BEGIN Dataset records
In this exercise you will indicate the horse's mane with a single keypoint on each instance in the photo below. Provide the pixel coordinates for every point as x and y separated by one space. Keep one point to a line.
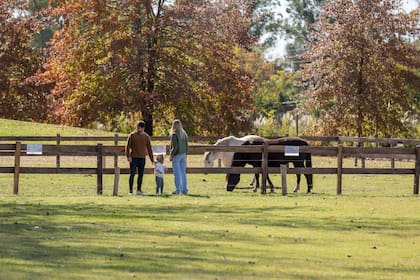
235 141
287 139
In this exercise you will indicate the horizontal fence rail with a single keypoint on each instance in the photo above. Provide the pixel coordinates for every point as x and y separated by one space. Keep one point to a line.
100 151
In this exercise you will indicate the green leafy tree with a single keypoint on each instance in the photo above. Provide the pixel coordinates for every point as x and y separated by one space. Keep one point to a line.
361 74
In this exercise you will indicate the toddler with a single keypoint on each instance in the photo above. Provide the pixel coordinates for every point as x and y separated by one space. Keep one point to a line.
159 173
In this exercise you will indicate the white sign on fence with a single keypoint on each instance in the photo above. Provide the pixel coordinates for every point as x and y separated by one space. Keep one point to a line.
159 149
34 149
291 151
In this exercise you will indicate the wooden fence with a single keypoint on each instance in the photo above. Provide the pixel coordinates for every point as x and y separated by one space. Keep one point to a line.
100 151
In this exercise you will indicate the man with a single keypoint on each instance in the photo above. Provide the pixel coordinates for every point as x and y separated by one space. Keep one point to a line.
138 145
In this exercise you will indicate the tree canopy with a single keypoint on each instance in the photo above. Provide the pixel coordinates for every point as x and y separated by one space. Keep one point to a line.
360 70
161 59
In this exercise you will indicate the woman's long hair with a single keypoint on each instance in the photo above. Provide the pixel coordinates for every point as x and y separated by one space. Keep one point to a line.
177 125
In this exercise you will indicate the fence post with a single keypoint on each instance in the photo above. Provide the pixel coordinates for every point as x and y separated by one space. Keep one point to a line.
362 144
339 168
417 174
100 170
57 159
283 169
116 155
18 149
264 168
116 180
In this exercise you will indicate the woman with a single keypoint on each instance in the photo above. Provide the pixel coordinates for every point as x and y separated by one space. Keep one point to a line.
178 156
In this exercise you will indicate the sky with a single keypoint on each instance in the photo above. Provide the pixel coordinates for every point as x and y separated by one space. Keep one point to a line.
278 51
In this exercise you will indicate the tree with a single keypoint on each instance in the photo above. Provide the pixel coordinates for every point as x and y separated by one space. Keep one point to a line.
160 58
297 26
360 72
19 60
271 96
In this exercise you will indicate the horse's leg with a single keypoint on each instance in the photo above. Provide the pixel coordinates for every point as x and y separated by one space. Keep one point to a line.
297 164
308 162
257 182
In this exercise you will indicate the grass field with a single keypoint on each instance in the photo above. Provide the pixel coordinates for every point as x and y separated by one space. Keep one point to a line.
58 228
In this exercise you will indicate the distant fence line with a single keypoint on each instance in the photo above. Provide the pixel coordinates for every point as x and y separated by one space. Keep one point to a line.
118 138
101 151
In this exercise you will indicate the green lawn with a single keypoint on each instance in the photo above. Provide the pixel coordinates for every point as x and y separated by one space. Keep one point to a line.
58 228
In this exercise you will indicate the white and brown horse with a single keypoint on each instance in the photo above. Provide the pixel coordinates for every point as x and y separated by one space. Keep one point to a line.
227 157
275 159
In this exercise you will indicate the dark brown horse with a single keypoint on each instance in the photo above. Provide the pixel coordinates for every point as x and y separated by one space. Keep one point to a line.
275 159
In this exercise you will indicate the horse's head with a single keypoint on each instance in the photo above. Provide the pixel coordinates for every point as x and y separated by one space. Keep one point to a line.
231 181
209 158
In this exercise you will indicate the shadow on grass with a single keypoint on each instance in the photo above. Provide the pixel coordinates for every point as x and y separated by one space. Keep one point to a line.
150 237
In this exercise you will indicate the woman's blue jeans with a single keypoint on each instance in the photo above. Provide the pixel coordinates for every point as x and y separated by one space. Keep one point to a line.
136 164
179 165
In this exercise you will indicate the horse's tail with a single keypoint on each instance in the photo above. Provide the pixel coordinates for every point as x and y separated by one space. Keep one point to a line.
308 160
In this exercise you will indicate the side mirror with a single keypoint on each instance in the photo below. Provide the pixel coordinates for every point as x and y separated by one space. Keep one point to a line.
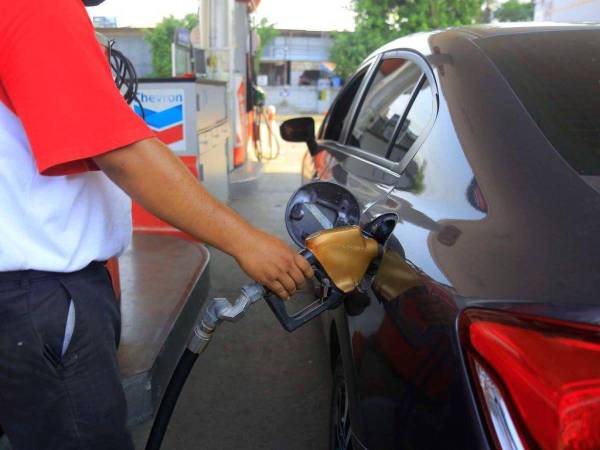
END Dataset records
**Short problem:** Count the lines in the records above that contain the string "white", with case significant. Reply with the number alone.

**Complete answer:** 2